> _What the exercise asks_: Reproduce the lines beginning at the one that has "--target plant in glass" and stopping after the one that has "Give the mask of every instance of the plant", switching "plant in glass" to "plant in jar" and leaving all else unchanged.

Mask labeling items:
========
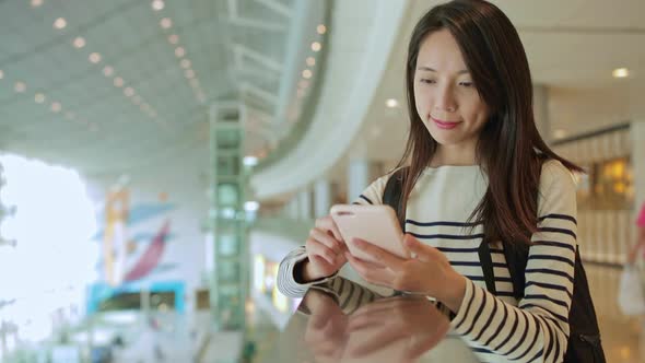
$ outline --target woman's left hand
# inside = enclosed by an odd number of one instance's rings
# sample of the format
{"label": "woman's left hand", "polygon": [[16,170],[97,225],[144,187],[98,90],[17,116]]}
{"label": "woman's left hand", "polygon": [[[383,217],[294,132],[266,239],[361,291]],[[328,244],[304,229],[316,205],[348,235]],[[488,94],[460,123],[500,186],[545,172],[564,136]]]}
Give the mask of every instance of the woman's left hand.
{"label": "woman's left hand", "polygon": [[453,312],[458,311],[466,290],[466,278],[453,269],[441,250],[409,234],[406,234],[403,243],[415,255],[410,259],[396,256],[363,239],[355,238],[354,243],[377,261],[368,262],[345,253],[350,265],[367,282],[430,295]]}

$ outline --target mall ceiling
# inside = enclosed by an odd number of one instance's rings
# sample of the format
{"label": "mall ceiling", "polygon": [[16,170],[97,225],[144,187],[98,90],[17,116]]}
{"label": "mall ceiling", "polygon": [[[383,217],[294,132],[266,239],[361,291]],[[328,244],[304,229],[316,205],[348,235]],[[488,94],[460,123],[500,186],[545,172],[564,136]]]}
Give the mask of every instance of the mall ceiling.
{"label": "mall ceiling", "polygon": [[90,175],[208,160],[209,108],[235,102],[247,153],[266,152],[327,3],[0,0],[0,150]]}

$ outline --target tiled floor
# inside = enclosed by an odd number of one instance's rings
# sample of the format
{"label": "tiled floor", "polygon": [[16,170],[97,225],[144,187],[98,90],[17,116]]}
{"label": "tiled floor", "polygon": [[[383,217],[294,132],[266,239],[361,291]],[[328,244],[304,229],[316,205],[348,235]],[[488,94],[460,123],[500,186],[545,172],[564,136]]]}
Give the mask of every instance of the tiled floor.
{"label": "tiled floor", "polygon": [[[645,338],[637,317],[624,316],[618,307],[621,270],[587,264],[587,278],[600,320],[602,344],[610,363],[645,363]],[[643,320],[645,325],[645,320]]]}

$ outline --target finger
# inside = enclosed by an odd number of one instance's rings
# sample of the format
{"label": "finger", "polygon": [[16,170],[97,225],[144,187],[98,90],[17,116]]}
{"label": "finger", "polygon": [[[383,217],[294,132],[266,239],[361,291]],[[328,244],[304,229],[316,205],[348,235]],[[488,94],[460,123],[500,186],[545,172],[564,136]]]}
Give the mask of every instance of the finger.
{"label": "finger", "polygon": [[342,239],[342,235],[340,234],[340,230],[338,229],[336,222],[333,222],[330,215],[317,219],[316,229],[324,230],[326,232],[331,232],[331,234],[337,241],[344,242]]}
{"label": "finger", "polygon": [[384,349],[384,347],[391,347],[401,341],[401,339],[406,338],[404,333],[397,331],[398,329],[383,329],[379,330],[374,336],[371,336],[370,339],[361,341],[360,343],[348,347],[348,353],[350,356],[360,358],[365,354],[379,351]]}
{"label": "finger", "polygon": [[422,243],[409,234],[406,234],[403,244],[411,253],[415,255],[415,259],[423,262],[431,261],[435,253],[438,253],[438,249]]}
{"label": "finger", "polygon": [[350,318],[350,323],[348,324],[348,331],[349,332],[353,332],[356,330],[363,330],[366,328],[374,328],[377,326],[383,326],[383,315],[376,315],[376,314],[361,314],[357,316],[354,316],[354,314],[352,314],[351,318]]}
{"label": "finger", "polygon": [[313,238],[325,246],[331,248],[335,253],[339,254],[341,251],[340,246],[342,245],[339,241],[337,241],[333,236],[327,234],[324,230],[320,229],[313,229],[309,231],[309,238]]}
{"label": "finger", "polygon": [[373,264],[360,260],[349,253],[345,254],[348,262],[359,272],[359,274],[365,279],[365,281],[378,285],[391,286],[392,285],[392,273],[386,267],[377,267]]}
{"label": "finger", "polygon": [[392,269],[398,270],[401,265],[406,261],[404,259],[390,254],[389,251],[368,243],[367,241],[361,238],[354,238],[353,243],[364,251],[365,254],[372,256],[376,261],[383,264],[384,266]]}
{"label": "finger", "polygon": [[329,265],[333,265],[336,262],[337,255],[333,253],[333,250],[315,239],[307,239],[306,249],[309,254],[309,257],[321,258]]}

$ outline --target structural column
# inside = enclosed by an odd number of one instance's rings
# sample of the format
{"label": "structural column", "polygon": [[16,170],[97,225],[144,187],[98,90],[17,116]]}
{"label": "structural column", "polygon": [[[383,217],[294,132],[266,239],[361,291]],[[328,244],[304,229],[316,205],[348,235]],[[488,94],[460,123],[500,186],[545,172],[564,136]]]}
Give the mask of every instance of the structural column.
{"label": "structural column", "polygon": [[211,312],[219,330],[243,330],[248,294],[244,189],[244,127],[238,103],[210,109],[211,209],[214,270]]}
{"label": "structural column", "polygon": [[549,117],[549,89],[546,85],[533,85],[533,115],[542,140],[550,143],[553,136]]}
{"label": "structural column", "polygon": [[301,190],[297,195],[298,202],[298,219],[310,220],[312,219],[312,191],[309,188]]}
{"label": "structural column", "polygon": [[637,213],[645,203],[645,120],[633,121],[630,131],[634,167],[634,212]]}
{"label": "structural column", "polygon": [[331,183],[320,179],[314,185],[314,218],[329,214],[331,208]]}

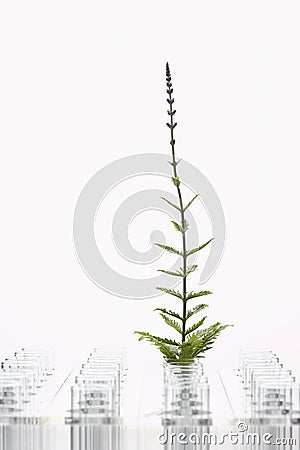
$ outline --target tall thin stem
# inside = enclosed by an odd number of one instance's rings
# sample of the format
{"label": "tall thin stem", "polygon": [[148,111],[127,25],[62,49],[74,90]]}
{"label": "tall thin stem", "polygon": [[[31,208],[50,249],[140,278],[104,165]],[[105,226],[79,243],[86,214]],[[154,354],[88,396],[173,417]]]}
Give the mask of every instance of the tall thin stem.
{"label": "tall thin stem", "polygon": [[173,109],[174,99],[172,98],[172,79],[171,72],[169,68],[169,64],[166,64],[166,79],[167,79],[167,93],[169,94],[169,98],[167,102],[169,104],[168,114],[170,116],[170,123],[167,123],[167,126],[170,128],[171,132],[171,140],[170,145],[172,149],[172,162],[171,165],[173,167],[173,182],[177,189],[178,200],[179,200],[179,208],[180,208],[180,219],[181,219],[181,227],[182,227],[182,272],[183,272],[183,282],[182,282],[182,302],[183,302],[183,311],[182,311],[182,342],[185,342],[185,333],[186,333],[186,321],[187,321],[187,251],[186,251],[186,221],[185,221],[185,211],[183,206],[182,194],[180,189],[180,180],[177,174],[177,165],[178,161],[176,161],[175,157],[175,139],[174,139],[174,128],[177,123],[174,123],[174,115],[176,110]]}

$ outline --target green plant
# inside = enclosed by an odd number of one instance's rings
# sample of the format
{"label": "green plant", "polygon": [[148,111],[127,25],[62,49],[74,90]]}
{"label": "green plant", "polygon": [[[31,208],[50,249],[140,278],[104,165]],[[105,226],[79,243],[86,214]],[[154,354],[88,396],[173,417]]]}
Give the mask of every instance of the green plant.
{"label": "green plant", "polygon": [[179,213],[180,216],[179,222],[172,221],[172,223],[175,230],[178,231],[182,236],[182,249],[177,250],[174,247],[163,244],[156,244],[156,245],[158,245],[165,251],[173,253],[175,255],[179,255],[182,258],[182,266],[178,270],[174,272],[162,269],[159,270],[160,272],[163,272],[167,275],[182,278],[182,291],[180,292],[174,289],[167,289],[164,287],[157,287],[157,289],[159,291],[162,291],[166,294],[170,294],[179,299],[180,302],[182,303],[182,313],[167,310],[165,308],[156,308],[155,311],[159,311],[160,316],[166,322],[166,324],[171,328],[175,329],[180,334],[180,340],[177,341],[168,338],[161,338],[158,336],[153,336],[152,334],[143,331],[136,331],[135,333],[140,335],[139,340],[145,339],[146,341],[150,342],[155,347],[157,347],[163,354],[166,361],[168,362],[178,361],[181,363],[185,362],[189,363],[193,362],[196,357],[203,358],[204,353],[212,348],[215,339],[220,335],[220,333],[225,328],[231,325],[222,325],[220,322],[217,322],[209,326],[208,328],[202,328],[206,316],[203,316],[196,323],[189,325],[190,319],[196,314],[206,309],[208,305],[205,303],[200,303],[188,309],[188,304],[190,304],[192,299],[207,296],[209,294],[212,294],[212,292],[187,291],[187,278],[192,272],[194,272],[198,268],[198,266],[195,264],[188,265],[188,258],[189,256],[205,248],[213,239],[210,239],[209,241],[205,242],[205,244],[200,245],[196,248],[187,249],[186,233],[189,229],[189,224],[185,218],[185,215],[187,209],[196,200],[198,195],[195,195],[186,205],[184,205],[180,187],[181,181],[178,176],[177,170],[177,166],[179,165],[180,160],[176,160],[175,157],[174,128],[176,127],[177,123],[174,122],[176,110],[173,108],[174,105],[174,98],[172,97],[173,87],[168,63],[166,64],[166,80],[167,80],[167,94],[168,94],[167,102],[169,105],[168,115],[170,117],[170,122],[167,123],[167,126],[170,129],[171,133],[170,145],[172,150],[172,160],[169,161],[169,163],[173,169],[172,182],[177,190],[178,204],[176,205],[164,197],[162,199],[169,205],[171,205]]}

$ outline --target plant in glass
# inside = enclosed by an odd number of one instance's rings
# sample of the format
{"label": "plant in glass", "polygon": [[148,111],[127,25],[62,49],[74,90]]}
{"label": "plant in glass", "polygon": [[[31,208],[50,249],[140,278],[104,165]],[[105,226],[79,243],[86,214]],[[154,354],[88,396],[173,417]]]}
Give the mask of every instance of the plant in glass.
{"label": "plant in glass", "polygon": [[190,323],[191,319],[194,318],[194,316],[199,313],[203,313],[203,311],[208,307],[206,303],[199,303],[197,305],[190,306],[192,300],[204,296],[206,297],[207,295],[212,294],[212,292],[206,290],[199,292],[188,291],[188,277],[198,268],[196,264],[189,265],[189,257],[204,249],[207,245],[210,244],[213,238],[196,248],[187,248],[186,235],[189,230],[189,224],[186,220],[186,211],[196,200],[198,195],[195,195],[187,204],[184,204],[181,191],[181,181],[178,173],[180,160],[177,160],[175,156],[174,129],[177,123],[174,121],[176,110],[174,109],[173,86],[168,63],[166,64],[166,81],[168,94],[167,102],[169,107],[167,111],[169,122],[166,125],[170,129],[171,135],[171,161],[169,161],[169,163],[172,167],[172,183],[174,184],[177,191],[178,203],[174,204],[164,197],[163,200],[171,205],[179,215],[179,220],[173,220],[172,224],[175,230],[181,234],[182,248],[178,250],[169,245],[163,245],[159,243],[156,245],[164,249],[165,251],[182,258],[182,266],[178,270],[173,272],[163,269],[159,270],[160,272],[163,272],[169,276],[181,278],[182,289],[180,291],[168,289],[165,287],[157,287],[157,289],[179,300],[182,306],[182,310],[181,312],[177,312],[173,310],[167,310],[165,308],[156,308],[155,311],[159,312],[160,316],[169,327],[176,330],[176,332],[180,335],[180,338],[178,340],[162,338],[144,331],[136,331],[135,333],[140,336],[140,341],[146,340],[157,347],[163,354],[166,362],[191,364],[195,361],[196,358],[204,358],[205,352],[212,348],[214,341],[220,335],[220,333],[225,330],[225,328],[231,325],[222,325],[220,322],[216,322],[213,325],[204,328],[203,325],[206,320],[206,316],[201,317],[200,320],[197,320],[195,323]]}

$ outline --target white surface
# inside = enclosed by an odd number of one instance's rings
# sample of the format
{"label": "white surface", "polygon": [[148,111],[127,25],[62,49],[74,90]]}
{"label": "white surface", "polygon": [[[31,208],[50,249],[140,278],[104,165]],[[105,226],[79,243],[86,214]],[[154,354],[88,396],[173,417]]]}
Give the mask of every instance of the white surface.
{"label": "white surface", "polygon": [[[72,219],[99,168],[168,151],[168,59],[178,154],[212,182],[227,222],[205,287],[210,320],[235,328],[208,361],[233,367],[240,348],[272,348],[299,374],[299,16],[296,0],[1,3],[1,357],[53,345],[67,368],[121,344],[133,397],[141,366],[158,376],[159,356],[132,332],[165,333],[152,310],[169,300],[99,290],[77,262]],[[157,382],[149,391],[159,398]]]}

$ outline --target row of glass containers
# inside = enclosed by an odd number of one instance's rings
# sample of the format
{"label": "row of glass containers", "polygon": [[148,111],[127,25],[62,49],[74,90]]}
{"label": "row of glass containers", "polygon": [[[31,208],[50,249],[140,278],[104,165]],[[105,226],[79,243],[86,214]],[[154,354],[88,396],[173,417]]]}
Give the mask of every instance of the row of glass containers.
{"label": "row of glass containers", "polygon": [[53,355],[36,348],[22,348],[1,363],[0,423],[26,423],[40,414]]}
{"label": "row of glass containers", "polygon": [[246,414],[262,423],[300,424],[300,386],[273,352],[241,352],[239,377]]}
{"label": "row of glass containers", "polygon": [[111,424],[121,418],[126,376],[123,350],[96,348],[71,387],[71,424]]}
{"label": "row of glass containers", "polygon": [[210,388],[203,365],[195,361],[164,363],[164,426],[211,423]]}

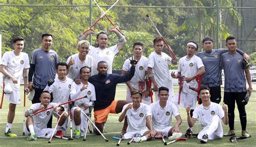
========
> _Result of the exercise_:
$ outline --target plant in jar
# inside = enclosed by an odd number of one instance's rings
# sample of the format
{"label": "plant in jar", "polygon": [[148,111],[127,25],[62,49],[74,90]]}
{"label": "plant in jar", "polygon": [[[31,208],[50,249],[140,278],[104,165]],[[105,226],[79,243],[86,214]],[[154,354],[88,396],[173,417]]]}
Give the mask of every instance of the plant in jar.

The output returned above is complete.